What needs to be done:
In the news report on prenatal ultrafine particle exposure and childhood asthma, what percentage of the children in the study developed asthma?

Text shown:

Sex differences seen in sensitive windows, with highest risk for asthma seen for females exposed to higher levels of UFPs in late pregnancy
FRIDAY, June 11, 2021 (HealthDay News) — Prenatal ultrafine particle (UFP; <0.1 µm) exposure is associated with asthma development in children, according to a study published online May 20 in the American Journal of Respiratory and Critical Care Medicine.
Rosalind J. Wright, M.D., M.P.H., from the Icahn School of Medicine at Mount Sinai in New York City, and colleagues used daily UFP exposure estimates to identify susceptible windows of prenatal UFP exposure with asthma in children among 376 mother-child dyads followed since pregnancy.
Of the children, 18.4 percent developed asthma. The researchers found that the cumulative odds ratio for incident asthma was 4.28 per doubling of UFP exposure level across pregnancy, with a similar impact on males and females. Sex differences in the sensitive windows were indicated by Bayesian distributed lag interaction models, with the highest risk for asthma observed in females exposed to higher levels of UFPs during late pregnancy.
“This research is an important early step in building the evidence base that can lead to better monitoring of exposure to ultrafine particles in the United States and ultimately to regulation. As we advance methods for measuring these tiny particles, we hope for replication of these findings, both within different geographic areas across the United States as well as globally,” Wright said in a statement. “Childhood asthma remains a global epidemic that is likely to grow with the anticipated rise in particulate air pollution exposures due to effects of climate change.”

Supplied information:

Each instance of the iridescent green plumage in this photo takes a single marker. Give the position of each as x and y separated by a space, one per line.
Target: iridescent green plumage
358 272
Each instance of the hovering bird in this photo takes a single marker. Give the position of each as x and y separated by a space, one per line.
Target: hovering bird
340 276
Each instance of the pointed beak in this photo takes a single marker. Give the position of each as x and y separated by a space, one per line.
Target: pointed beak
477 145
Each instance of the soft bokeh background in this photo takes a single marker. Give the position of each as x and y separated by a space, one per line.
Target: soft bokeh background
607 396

--

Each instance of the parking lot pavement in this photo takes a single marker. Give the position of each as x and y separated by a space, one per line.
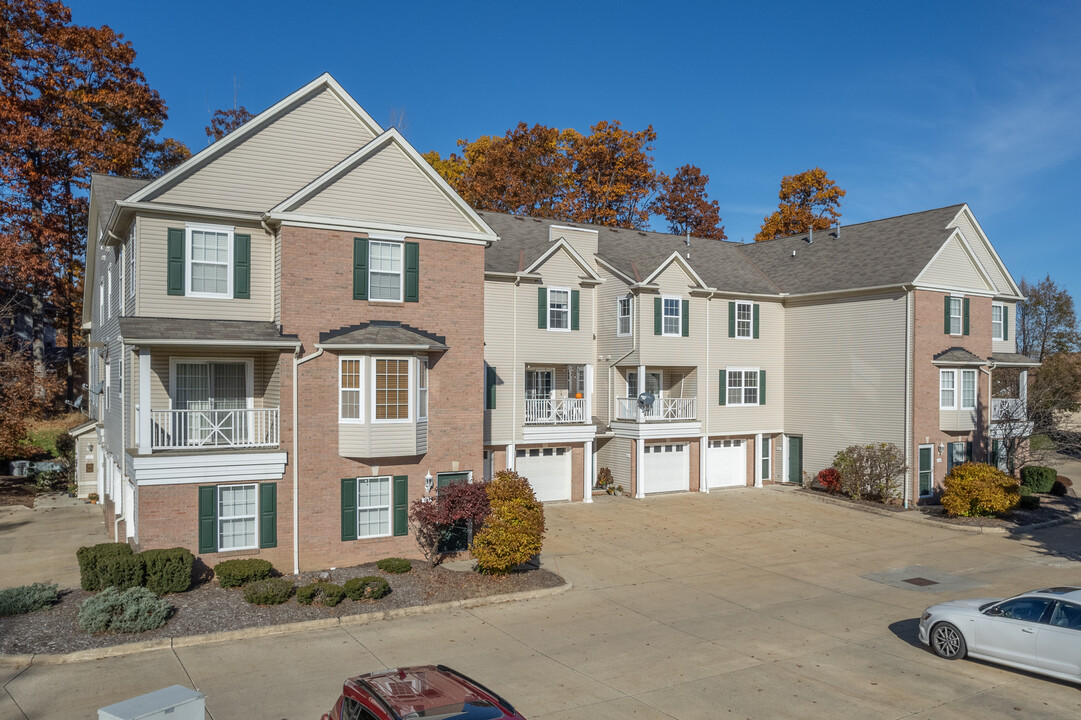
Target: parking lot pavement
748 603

Solution for this exercise:
18.4 percent